December 30th through January 4th at Broadway San Diego
If you’re looking for a theatrical way to ring in the New Year, one that joyfully tosses outdated power structures straight into the recycling bin,” SIX” is more than happy to oblige. The global musical phenomenon returns to San Diego just in time for that annual cultural reset, playing the San Diego Civic Theatre December 30 through January 4 with Broadway San Diego. It’s hard to imagine a more fitting show to usher out the old year and the old kings with a rhinestone-mic drop.
Created by Toby Marlow and Lucy Moss, “SIX” re-imagines the six wives of Henry VIII as modern pop divas, transforming Tudor history into an 80-minute, no-intermission pop concert. The premise is deceptively simple: each queen competes to tell her story, and whoever suffered the most under Henry’s reign wins the crown. What unfolds instead is a high-octane celebration of female voice, agency, and reclaiming the narrative—set to songs inspired by Beyoncé, Adele, Rihanna, and Ariana Grande.

◆ **PROBLEM DETAILS**
From the article on the musical "SIX", reproduce verbatim the stretch from "December 30th through" through "a rhinestone-mic drop.".

[Records of labeled boxes]
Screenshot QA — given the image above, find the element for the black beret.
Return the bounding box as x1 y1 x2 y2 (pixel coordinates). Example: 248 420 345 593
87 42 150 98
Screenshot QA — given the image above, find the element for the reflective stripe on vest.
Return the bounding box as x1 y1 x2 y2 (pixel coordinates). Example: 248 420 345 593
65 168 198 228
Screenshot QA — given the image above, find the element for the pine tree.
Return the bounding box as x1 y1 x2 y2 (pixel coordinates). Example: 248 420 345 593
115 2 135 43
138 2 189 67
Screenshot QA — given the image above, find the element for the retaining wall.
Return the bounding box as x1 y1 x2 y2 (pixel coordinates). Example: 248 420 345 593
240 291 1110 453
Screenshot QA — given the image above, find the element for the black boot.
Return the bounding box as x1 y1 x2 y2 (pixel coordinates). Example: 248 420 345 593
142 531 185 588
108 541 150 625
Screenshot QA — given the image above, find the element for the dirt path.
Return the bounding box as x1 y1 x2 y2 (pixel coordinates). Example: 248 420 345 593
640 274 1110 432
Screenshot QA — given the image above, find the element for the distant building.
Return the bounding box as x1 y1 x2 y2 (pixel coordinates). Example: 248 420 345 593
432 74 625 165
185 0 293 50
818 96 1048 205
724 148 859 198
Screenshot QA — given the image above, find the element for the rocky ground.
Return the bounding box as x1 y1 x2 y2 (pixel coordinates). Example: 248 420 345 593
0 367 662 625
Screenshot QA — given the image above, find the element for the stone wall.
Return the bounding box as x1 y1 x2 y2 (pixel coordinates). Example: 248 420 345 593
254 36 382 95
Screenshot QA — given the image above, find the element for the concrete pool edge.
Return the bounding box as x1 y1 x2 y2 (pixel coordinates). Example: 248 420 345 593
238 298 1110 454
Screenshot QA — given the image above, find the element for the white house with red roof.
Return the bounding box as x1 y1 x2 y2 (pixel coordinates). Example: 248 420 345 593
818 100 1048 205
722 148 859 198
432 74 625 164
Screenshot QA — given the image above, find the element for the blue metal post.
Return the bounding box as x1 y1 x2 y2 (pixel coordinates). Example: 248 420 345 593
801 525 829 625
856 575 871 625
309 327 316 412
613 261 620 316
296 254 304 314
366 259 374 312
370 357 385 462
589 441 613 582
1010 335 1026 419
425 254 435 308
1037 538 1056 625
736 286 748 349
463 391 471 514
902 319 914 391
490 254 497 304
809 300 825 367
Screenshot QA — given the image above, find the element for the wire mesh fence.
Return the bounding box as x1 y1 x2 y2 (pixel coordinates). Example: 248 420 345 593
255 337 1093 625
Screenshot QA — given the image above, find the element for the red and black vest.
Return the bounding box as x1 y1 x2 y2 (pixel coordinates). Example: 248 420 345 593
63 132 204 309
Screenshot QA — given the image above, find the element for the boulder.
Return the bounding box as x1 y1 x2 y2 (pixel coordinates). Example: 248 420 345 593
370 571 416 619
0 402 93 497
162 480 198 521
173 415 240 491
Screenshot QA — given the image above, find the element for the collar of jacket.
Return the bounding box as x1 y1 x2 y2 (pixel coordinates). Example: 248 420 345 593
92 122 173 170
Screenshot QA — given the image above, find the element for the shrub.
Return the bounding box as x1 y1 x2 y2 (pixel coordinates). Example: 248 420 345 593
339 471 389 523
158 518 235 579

◆ **RESPONSE**
December 30th through January 4th at Broadway San Diego
If you’re looking for a theatrical way to ring in the New Year, one that joyfully tosses outdated power structures straight into the recycling bin,” SIX” is more than happy to oblige. The global musical phenomenon returns to San Diego just in time for that annual cultural reset, playing the San Diego Civic Theatre December 30 through January 4 with Broadway San Diego. It’s hard to imagine a more fitting show to usher out the old year and the old kings with a rhinestone-mic drop.